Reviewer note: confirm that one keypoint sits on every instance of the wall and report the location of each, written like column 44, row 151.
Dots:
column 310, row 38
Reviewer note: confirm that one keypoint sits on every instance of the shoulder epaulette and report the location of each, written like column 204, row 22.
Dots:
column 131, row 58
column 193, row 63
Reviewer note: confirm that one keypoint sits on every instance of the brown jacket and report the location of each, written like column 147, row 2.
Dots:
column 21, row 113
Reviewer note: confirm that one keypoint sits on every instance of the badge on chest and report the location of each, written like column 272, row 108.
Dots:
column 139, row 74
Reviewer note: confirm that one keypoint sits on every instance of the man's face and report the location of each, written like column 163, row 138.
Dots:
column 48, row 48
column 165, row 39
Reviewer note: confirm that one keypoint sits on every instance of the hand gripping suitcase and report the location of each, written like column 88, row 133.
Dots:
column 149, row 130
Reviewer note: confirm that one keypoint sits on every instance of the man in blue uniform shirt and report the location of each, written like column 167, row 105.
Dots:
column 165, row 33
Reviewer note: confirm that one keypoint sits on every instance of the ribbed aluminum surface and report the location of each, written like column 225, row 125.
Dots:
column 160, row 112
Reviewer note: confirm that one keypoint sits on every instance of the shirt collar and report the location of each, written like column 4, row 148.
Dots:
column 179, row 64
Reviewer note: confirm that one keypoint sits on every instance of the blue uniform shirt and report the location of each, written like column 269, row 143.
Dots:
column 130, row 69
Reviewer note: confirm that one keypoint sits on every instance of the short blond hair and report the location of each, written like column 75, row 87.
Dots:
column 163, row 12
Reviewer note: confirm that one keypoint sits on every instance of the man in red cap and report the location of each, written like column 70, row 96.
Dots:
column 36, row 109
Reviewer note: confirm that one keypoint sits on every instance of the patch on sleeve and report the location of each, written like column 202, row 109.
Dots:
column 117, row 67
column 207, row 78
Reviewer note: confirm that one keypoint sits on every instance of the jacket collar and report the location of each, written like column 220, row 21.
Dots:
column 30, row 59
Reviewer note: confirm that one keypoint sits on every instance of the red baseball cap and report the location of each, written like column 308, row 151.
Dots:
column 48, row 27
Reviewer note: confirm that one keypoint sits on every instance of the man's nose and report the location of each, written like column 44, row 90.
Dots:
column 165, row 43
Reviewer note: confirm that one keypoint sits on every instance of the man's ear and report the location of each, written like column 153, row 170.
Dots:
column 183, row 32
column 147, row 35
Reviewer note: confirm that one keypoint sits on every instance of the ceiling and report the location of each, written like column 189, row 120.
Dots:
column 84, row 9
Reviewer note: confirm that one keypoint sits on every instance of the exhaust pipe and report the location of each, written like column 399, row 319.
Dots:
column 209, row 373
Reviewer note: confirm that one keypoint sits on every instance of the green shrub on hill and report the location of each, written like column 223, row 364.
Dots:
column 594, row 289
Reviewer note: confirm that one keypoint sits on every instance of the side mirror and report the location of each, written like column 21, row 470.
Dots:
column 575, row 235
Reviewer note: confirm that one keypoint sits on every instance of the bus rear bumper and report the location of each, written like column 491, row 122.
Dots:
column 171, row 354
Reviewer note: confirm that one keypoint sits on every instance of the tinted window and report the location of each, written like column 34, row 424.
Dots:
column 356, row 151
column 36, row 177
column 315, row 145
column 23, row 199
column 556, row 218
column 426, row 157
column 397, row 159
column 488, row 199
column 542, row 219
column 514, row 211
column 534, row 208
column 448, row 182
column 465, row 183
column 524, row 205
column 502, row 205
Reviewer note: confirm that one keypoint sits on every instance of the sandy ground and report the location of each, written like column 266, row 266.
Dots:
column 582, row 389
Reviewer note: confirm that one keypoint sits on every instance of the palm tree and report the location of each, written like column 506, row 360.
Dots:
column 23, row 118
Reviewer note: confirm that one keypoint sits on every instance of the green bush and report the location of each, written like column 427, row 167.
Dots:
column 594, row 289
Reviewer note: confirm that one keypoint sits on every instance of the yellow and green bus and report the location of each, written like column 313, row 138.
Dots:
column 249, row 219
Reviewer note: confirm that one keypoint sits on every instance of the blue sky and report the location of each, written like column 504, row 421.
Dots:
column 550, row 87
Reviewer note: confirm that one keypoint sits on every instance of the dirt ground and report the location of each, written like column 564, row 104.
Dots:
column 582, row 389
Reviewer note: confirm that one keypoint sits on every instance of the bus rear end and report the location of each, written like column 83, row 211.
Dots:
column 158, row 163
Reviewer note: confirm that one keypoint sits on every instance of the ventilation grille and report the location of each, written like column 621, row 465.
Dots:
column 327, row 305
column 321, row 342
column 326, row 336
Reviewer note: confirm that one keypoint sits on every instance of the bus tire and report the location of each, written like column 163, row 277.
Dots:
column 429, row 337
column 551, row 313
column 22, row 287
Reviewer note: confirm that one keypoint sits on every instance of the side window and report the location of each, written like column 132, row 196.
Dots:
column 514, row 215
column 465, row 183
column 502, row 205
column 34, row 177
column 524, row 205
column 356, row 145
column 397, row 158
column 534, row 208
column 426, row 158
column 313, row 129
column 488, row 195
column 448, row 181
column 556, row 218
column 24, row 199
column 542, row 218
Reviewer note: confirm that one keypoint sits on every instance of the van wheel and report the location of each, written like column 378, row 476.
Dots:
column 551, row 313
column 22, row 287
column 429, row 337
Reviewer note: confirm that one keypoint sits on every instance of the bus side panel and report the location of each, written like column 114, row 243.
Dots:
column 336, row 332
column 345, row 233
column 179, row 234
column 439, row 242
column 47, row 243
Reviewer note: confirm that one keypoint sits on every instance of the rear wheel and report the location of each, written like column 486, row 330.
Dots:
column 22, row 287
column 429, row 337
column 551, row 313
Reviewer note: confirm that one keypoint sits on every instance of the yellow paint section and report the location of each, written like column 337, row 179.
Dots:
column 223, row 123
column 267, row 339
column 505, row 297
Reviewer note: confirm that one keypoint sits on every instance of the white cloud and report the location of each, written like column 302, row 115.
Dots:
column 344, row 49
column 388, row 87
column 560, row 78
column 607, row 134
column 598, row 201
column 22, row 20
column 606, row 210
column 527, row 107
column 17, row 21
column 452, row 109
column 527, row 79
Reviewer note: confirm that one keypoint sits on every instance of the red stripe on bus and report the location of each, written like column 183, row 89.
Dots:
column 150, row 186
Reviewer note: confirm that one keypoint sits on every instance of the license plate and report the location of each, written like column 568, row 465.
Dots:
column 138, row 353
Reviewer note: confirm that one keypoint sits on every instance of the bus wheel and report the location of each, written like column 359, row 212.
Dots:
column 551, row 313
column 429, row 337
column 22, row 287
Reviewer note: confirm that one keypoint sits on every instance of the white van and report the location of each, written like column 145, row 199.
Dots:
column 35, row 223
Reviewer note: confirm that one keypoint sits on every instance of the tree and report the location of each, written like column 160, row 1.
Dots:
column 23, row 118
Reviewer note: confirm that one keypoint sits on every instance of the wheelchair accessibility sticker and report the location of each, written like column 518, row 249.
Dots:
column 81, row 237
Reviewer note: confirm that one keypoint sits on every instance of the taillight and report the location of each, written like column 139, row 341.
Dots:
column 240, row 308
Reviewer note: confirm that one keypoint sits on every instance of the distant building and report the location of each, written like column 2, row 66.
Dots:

————————

• _Assigned task_: Up to and including the last line above, starting with the line that contains "139, row 341.", return each line exactly and nothing else.

• _Response area_:
Reviewer note: confirm that one keypoint sits on every instance of the taillight and report the location of each, written like column 139, row 341.
Dots:
column 240, row 308
Reviewer note: confirm that one keypoint sits on every instance of the distant building and report the location of each, written like column 2, row 66.
Dots:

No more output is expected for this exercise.